# [Extrait présenté]

<<<<

Mme [F] et le président de la société Campus Pro se sont rencontrés le 4 octobre 2013 et ont échangé sur les conditions de travail de la salariée et sa demande d'augmentation salariale.

A l'issue de la visite de reprise du 13 mai 2014, le médecin du travail a déclaré Mme [F] inapte à son poste en un seul examen en visant le danger immédiat.

Le 27 mai 2014, la société Campus Pro a proposé à Mme [F] son reclassement sur un poste de formateur consultant QSE. Le médecin du travail a indiqué le 13 juin 2014 que l'état de santé de Mme [F] n'était pas compatible avec le poste de reclassement et la salariée l'a refusé.

Mme [F] a été convoquée par lettre recommandée avec accusé de réception en date du 16 juin 2014 à un entretien le 27 juin 2014 en vue de son licenciement. A l'issue de cet entretien, son licenciement pour inaptitude et impossibilité de reclassement lui a été notifié par lettre recommandée avec accusé de réception en date du 2 juillet 2014.

Par requête reçue le 22 janvier 2016, Mme [F] a saisi le conseil de prud'hommes de Lille pour obtenir des rappels de salaire au titre de la classification G ou F et pour heures supplémentaires, des indemnités pour travail dissimulé et discrimination, faire constater l'origine au moins partiellement professionnelle de son inaptitude et la nullité ou l'illégitimité de son licenciement.

>>>>

# [Tâches à réaliser]
1. Indiquez si chacune des affirmations suivantes est conforme à l'extrait en répondant par oui ou par non, et citez les mots de l'extrait qui tranchent.
(a) Le médecin du travail a déclaré Mme [F] inapte à l'issue de deux examens.
(b) Mme [F] a refusé le poste de reclassement qui lui était proposé.
(c) Mme [F] a saisi le conseil de prud'hommes de Lille.
2. Répondez brièvement à ces questions d'après l'extrait :
(a) À quelle date Mme [F] et le président de la société Campus Pro se sont-ils rencontrés ?
(b) Quel poste de reclassement la société Campus Pro a-t-elle proposé à Mme [F] ?
(c) À quelle date s'est tenu l'entretien en vue du licenciement ?

# [Données brutes]
<<<<

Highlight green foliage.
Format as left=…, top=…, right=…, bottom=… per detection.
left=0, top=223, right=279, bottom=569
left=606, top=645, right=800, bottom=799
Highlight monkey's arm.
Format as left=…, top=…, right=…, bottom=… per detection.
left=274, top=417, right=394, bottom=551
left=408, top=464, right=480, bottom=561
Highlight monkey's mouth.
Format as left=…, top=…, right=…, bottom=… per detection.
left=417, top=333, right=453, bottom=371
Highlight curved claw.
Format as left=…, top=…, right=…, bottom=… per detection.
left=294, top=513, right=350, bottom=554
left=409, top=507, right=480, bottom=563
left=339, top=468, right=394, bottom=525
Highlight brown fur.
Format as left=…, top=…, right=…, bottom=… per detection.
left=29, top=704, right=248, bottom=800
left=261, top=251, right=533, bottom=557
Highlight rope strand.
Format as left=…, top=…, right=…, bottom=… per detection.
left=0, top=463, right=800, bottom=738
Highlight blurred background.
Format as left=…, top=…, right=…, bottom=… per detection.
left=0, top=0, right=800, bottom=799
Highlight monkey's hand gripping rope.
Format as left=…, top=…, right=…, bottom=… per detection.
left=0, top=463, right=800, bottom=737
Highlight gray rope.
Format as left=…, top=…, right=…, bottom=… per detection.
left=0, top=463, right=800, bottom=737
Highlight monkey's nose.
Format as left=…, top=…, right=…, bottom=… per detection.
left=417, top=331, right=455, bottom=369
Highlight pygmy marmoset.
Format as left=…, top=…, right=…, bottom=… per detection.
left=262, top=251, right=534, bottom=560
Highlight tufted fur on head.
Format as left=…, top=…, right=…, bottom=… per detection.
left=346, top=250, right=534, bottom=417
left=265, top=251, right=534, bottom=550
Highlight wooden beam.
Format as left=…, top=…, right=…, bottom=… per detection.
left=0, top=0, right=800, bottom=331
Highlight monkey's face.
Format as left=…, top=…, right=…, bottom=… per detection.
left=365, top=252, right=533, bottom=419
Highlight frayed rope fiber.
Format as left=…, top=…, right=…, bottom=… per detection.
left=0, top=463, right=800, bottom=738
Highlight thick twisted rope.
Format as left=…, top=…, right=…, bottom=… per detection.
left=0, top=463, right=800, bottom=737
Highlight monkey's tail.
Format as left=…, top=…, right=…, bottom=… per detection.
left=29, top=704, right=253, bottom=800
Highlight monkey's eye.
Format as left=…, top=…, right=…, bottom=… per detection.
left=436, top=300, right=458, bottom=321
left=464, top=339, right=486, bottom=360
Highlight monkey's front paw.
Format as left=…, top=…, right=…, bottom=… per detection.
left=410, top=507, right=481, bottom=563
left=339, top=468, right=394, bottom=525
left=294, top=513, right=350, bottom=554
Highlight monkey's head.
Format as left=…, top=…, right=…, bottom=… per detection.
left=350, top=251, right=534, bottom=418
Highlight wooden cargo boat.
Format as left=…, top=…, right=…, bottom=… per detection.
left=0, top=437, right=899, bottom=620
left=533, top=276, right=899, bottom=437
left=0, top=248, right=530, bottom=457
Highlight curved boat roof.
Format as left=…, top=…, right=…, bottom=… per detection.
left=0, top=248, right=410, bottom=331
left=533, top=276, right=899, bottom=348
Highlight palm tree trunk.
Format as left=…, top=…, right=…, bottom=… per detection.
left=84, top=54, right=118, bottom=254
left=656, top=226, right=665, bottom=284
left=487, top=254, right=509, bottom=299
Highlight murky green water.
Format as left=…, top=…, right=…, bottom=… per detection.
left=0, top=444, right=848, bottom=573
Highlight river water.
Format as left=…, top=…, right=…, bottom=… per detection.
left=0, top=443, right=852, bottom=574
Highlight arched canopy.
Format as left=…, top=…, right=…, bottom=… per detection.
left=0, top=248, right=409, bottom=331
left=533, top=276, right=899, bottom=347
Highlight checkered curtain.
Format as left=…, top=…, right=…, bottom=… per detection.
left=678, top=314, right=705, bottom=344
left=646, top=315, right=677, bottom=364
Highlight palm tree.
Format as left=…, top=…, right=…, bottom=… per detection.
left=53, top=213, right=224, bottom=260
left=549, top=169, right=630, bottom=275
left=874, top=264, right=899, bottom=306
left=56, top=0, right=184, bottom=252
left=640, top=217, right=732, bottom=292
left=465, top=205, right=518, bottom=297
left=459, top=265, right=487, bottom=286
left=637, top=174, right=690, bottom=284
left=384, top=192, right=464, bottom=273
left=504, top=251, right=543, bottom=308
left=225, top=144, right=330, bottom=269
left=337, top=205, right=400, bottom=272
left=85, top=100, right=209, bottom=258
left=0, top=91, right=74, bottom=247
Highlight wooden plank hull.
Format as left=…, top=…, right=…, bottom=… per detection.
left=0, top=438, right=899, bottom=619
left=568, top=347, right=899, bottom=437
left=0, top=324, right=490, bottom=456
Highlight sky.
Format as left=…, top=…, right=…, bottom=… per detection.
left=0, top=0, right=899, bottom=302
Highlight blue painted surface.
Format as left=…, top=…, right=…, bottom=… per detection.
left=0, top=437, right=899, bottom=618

>>>>

# [Réponses aux tâches]
1.
(a) Non : « en un seul examen en visant le danger immédiat »
(b) Oui : « la salariée l'a refusé »
(c) Oui : « Mme [F] a saisi le conseil de prud'hommes de Lille »

2.
(a) Le 4 octobre 2013.
(b) Un poste de formateur consultant QSE.
(c) Le 27 juin 2014.